Try it: The expected answer comprises all lines from the entries that contain the string "lapel".

Data supplied:
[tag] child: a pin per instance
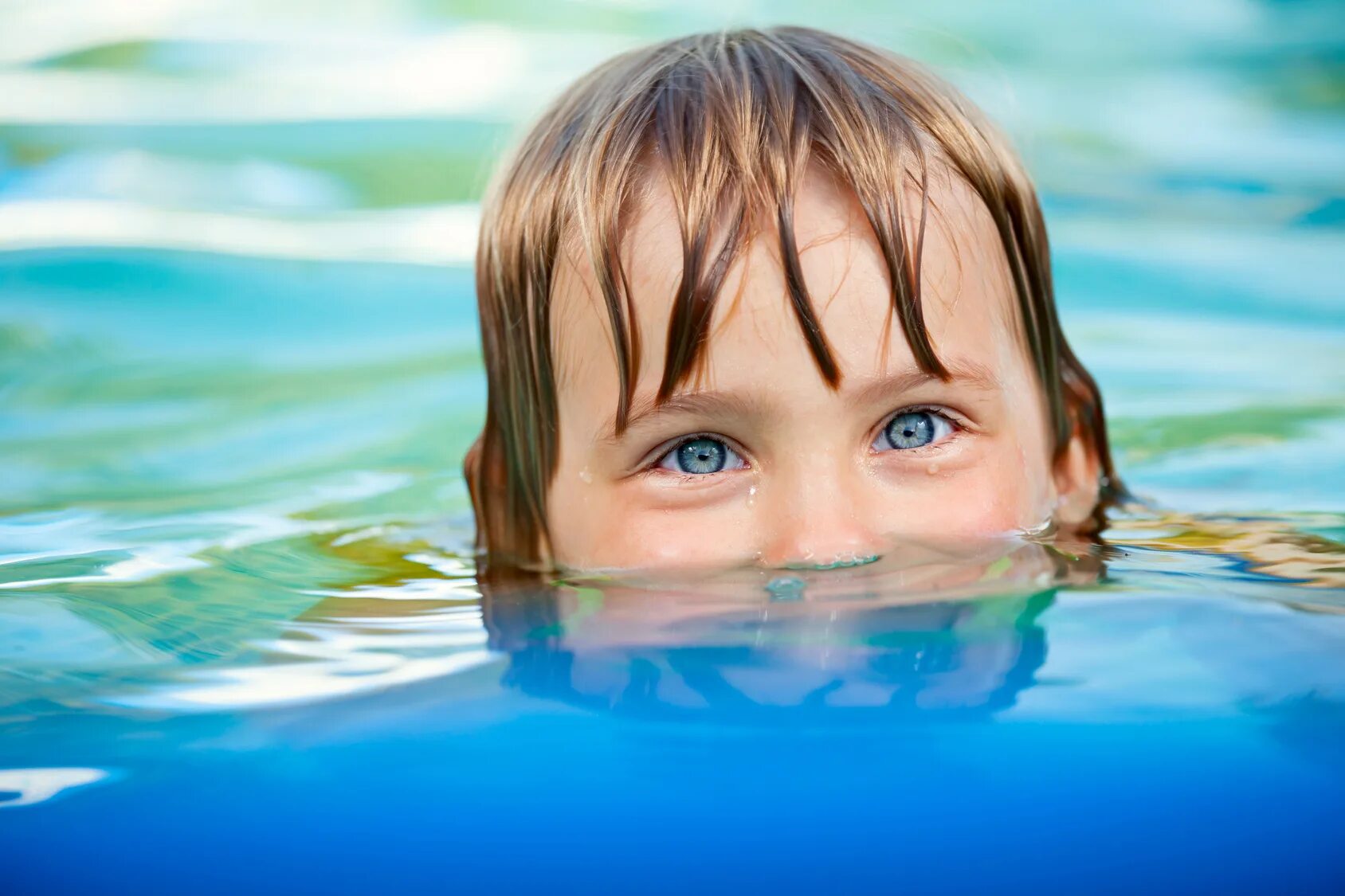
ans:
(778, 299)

--

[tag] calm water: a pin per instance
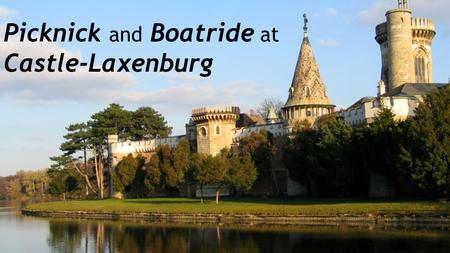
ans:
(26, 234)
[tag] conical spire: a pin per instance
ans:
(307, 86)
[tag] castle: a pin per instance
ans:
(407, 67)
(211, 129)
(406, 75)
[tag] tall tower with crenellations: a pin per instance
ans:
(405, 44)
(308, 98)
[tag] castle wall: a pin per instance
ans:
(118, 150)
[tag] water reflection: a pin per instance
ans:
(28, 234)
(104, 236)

---

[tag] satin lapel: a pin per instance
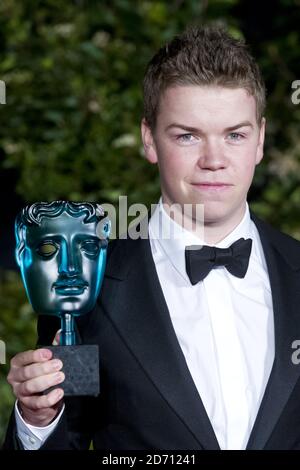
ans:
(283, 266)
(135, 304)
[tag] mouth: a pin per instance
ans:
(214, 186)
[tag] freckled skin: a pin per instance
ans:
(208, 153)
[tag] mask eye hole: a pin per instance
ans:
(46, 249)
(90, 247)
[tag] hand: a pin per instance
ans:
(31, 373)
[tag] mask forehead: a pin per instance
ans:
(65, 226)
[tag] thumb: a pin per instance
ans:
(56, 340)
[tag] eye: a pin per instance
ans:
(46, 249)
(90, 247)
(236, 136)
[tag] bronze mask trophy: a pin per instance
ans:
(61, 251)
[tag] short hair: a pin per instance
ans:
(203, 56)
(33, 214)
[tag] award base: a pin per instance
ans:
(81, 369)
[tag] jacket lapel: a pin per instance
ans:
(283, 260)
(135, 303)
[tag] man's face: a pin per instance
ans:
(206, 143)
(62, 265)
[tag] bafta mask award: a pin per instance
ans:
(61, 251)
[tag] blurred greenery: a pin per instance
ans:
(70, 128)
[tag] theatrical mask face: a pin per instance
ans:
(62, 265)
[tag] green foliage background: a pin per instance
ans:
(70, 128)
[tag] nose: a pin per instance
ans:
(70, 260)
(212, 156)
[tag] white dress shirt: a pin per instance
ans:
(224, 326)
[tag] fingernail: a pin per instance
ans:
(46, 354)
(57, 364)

Completed task:
[tag] satin lapel: a pin per instance
[tag] jacket lapel: a pin per instance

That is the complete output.